Wednesday, April 26, 2017

"For believing what you do, we confer upon you a rare gift these days -- a martyr's death."

Spring has returned to the northern hemisphere. It's time to do some gardening. It may sound like a chore, but I think once you get out in the sun, get down on your knees and get your hands dirty, you'll find yourself reconnected with nature, your spirit invigorated.

Spirit schmirit, though, right? A bond with the earth is nice and all, but if you're going to put in the time not watching horror movies, you want a bountiful harvest, so I'll give you quick and easy tip.

To ensure your labors bear fruit, all you'll need is some good dirt, good seed and a ritual human sacrifice. Not only will your sacrifice curry favor with the Old Gods, but the nitrogen content in the blood will do wonders for the soil. After you've dispensed with the busy work, you just watch and wait.

Or you can go back inside and watch a movie, and I found one that is perfect for the occasion. It's so good Christopher Lee took the gig for free.

### Goal
Carry on writing the blog post about spring gardening and horror movies, starting after its last sentence.

### Items
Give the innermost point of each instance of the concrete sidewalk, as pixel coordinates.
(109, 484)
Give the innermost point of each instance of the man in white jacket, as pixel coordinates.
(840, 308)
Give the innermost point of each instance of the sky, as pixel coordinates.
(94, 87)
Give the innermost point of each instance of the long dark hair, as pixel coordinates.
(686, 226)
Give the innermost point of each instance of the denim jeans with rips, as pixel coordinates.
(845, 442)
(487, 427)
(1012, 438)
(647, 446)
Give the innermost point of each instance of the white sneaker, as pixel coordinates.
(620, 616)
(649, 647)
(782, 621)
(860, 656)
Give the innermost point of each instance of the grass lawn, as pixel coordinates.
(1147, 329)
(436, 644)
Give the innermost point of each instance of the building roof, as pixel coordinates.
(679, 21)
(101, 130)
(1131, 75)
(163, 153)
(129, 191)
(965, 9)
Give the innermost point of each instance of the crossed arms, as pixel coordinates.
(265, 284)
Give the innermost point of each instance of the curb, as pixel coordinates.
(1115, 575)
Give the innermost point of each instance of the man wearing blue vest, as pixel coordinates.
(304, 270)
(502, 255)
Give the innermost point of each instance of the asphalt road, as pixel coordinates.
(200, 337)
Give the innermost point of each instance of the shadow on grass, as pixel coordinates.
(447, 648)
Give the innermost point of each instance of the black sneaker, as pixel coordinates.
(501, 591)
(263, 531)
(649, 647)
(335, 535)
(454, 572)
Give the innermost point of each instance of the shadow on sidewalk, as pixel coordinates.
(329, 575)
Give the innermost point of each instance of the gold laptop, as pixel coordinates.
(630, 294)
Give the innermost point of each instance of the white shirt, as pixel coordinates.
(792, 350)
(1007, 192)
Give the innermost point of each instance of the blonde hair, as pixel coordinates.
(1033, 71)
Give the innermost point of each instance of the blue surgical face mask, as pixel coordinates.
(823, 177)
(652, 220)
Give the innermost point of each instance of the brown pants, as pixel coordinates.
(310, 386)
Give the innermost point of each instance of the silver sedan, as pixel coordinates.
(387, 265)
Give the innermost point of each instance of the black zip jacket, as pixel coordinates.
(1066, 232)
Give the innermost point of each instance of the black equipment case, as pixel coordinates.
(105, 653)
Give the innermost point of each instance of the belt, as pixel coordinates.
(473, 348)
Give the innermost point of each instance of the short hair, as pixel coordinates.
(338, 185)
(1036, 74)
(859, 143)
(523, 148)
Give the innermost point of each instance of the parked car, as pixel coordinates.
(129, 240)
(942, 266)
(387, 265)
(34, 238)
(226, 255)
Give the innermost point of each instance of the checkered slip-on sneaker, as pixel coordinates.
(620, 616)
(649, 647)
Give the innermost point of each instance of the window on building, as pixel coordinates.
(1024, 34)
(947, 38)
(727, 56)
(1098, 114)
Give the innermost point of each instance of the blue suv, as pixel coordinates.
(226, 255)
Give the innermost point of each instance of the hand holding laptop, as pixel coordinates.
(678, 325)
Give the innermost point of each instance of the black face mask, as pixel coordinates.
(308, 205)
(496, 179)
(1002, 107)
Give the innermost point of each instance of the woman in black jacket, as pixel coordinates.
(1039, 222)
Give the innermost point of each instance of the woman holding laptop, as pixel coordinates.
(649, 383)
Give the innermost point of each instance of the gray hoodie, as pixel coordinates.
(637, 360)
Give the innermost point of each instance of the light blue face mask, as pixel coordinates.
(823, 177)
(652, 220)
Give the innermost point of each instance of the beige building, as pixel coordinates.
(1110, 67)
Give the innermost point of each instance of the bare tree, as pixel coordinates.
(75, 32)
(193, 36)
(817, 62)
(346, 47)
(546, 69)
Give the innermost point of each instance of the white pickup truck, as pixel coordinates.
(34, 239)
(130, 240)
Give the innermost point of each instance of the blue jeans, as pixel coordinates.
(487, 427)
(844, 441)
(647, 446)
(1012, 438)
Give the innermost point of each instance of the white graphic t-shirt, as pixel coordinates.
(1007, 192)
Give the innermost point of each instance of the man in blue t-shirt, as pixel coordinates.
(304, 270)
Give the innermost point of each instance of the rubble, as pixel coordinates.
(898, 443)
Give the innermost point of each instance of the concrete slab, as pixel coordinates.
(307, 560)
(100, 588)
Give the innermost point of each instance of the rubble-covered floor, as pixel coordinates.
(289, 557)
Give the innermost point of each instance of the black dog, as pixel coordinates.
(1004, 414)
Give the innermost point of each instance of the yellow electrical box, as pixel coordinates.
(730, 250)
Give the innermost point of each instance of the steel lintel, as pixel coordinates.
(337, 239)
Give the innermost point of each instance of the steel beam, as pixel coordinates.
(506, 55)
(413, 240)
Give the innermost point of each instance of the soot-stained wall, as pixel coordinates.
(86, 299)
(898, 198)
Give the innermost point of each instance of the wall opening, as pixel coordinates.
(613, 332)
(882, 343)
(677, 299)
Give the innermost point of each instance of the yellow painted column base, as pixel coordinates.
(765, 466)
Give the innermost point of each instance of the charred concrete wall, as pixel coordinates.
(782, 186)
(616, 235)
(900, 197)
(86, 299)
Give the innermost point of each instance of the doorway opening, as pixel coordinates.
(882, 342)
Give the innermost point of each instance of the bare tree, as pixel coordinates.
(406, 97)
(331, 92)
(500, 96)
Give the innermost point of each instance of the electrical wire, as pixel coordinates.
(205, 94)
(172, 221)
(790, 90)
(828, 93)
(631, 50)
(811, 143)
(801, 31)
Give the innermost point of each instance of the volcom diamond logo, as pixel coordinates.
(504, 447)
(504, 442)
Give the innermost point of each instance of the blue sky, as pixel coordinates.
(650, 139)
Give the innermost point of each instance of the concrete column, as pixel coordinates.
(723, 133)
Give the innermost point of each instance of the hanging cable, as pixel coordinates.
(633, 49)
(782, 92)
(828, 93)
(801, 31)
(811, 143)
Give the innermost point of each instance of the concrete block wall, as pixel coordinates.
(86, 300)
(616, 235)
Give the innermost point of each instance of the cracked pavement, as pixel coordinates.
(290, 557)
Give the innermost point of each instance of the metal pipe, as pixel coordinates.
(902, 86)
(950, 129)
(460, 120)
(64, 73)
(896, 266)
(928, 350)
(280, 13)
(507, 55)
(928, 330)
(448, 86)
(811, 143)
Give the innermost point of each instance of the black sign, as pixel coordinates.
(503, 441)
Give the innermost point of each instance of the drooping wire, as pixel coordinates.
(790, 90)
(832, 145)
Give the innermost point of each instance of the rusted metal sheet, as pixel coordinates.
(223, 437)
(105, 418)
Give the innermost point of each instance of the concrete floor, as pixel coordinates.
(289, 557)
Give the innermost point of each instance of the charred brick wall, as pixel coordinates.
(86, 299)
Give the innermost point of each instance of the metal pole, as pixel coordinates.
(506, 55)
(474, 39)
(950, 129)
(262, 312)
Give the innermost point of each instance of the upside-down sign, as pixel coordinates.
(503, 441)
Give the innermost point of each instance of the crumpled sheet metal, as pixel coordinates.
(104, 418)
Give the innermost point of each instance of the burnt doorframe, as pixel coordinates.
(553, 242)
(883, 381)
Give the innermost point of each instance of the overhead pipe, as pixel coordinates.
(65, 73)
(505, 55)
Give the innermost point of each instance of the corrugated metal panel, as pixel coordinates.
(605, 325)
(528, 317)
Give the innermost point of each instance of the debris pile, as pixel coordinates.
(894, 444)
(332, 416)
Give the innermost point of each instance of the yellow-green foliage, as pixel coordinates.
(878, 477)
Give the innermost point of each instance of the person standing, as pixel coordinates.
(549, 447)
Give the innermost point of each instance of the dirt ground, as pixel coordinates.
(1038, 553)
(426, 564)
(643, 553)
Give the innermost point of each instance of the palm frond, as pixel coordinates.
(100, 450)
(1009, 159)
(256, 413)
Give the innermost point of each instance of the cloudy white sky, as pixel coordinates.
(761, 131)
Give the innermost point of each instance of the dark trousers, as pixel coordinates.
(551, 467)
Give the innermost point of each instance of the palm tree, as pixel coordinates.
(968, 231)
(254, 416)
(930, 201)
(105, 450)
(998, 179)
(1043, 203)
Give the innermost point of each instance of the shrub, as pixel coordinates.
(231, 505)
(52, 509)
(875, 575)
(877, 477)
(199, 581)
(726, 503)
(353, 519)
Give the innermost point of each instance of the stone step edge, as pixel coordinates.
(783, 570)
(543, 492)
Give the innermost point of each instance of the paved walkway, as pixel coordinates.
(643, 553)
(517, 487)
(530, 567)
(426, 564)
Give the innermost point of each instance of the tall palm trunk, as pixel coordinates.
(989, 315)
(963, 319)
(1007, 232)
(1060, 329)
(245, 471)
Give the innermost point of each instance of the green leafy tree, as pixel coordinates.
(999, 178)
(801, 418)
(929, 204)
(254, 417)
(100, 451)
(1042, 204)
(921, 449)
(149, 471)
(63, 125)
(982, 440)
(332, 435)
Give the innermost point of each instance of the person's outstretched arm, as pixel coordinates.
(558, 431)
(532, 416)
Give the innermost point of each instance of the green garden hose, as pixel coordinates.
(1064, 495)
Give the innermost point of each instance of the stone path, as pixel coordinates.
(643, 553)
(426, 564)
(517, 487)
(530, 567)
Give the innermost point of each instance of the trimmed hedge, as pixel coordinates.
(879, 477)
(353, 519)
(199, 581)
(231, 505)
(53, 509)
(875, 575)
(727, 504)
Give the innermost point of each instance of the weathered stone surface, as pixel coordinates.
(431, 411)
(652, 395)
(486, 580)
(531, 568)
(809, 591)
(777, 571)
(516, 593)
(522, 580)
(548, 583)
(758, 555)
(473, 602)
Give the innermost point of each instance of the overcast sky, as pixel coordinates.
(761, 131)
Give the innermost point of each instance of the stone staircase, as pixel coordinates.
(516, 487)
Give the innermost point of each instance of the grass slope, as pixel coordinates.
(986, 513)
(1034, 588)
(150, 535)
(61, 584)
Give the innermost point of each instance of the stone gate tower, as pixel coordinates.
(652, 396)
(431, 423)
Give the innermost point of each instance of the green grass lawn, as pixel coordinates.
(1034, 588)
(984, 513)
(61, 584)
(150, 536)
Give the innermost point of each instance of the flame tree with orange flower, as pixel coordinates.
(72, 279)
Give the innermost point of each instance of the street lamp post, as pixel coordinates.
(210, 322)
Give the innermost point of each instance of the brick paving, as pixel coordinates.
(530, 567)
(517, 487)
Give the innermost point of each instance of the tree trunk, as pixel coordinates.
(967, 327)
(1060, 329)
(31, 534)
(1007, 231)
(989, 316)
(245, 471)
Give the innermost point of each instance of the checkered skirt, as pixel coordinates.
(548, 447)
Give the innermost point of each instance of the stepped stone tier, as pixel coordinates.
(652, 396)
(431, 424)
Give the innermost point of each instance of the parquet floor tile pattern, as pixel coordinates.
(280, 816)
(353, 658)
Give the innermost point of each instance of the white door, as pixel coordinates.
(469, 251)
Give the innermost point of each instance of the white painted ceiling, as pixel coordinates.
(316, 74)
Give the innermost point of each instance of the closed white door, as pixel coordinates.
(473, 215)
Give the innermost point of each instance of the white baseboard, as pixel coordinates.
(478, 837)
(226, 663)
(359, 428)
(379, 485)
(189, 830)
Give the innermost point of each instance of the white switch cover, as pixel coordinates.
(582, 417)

### Result
This week's Thursday Thriller is The Wicker Man.


I'm not talking about the 2006 remake with Nicolas Cage. I'm talking about the real one from 1973, the murder mystery directed by Robin Hardy.

Edward Woodward plays Sgt. Howie, a police officer and devout Catholic, who flies to the remote island of Summerisle to investigate the disappearance of a little girl named Rowan Morrison. He gets no help from the locals, not even the child's alleged mother, so he rents a room at the local inn for the night. There he meets the landlord's daughter Willow (Britt Ekland) about whom the bar's patrons sing boistrous, dirty songs and the landlord (Lindsay Kemp) is just fruity enough to be OK with it. After dinner Sgt. Howie takes a walk out to the cemetery where he sees multiple people having sex and a crying nude woman with her legs wrapped around a tombstone. He decides then to go up to his room to sleep, but a naked Willow in the next room keeps him awake by singing him a song of seduction, slapping out a beat on the walls and her own ass.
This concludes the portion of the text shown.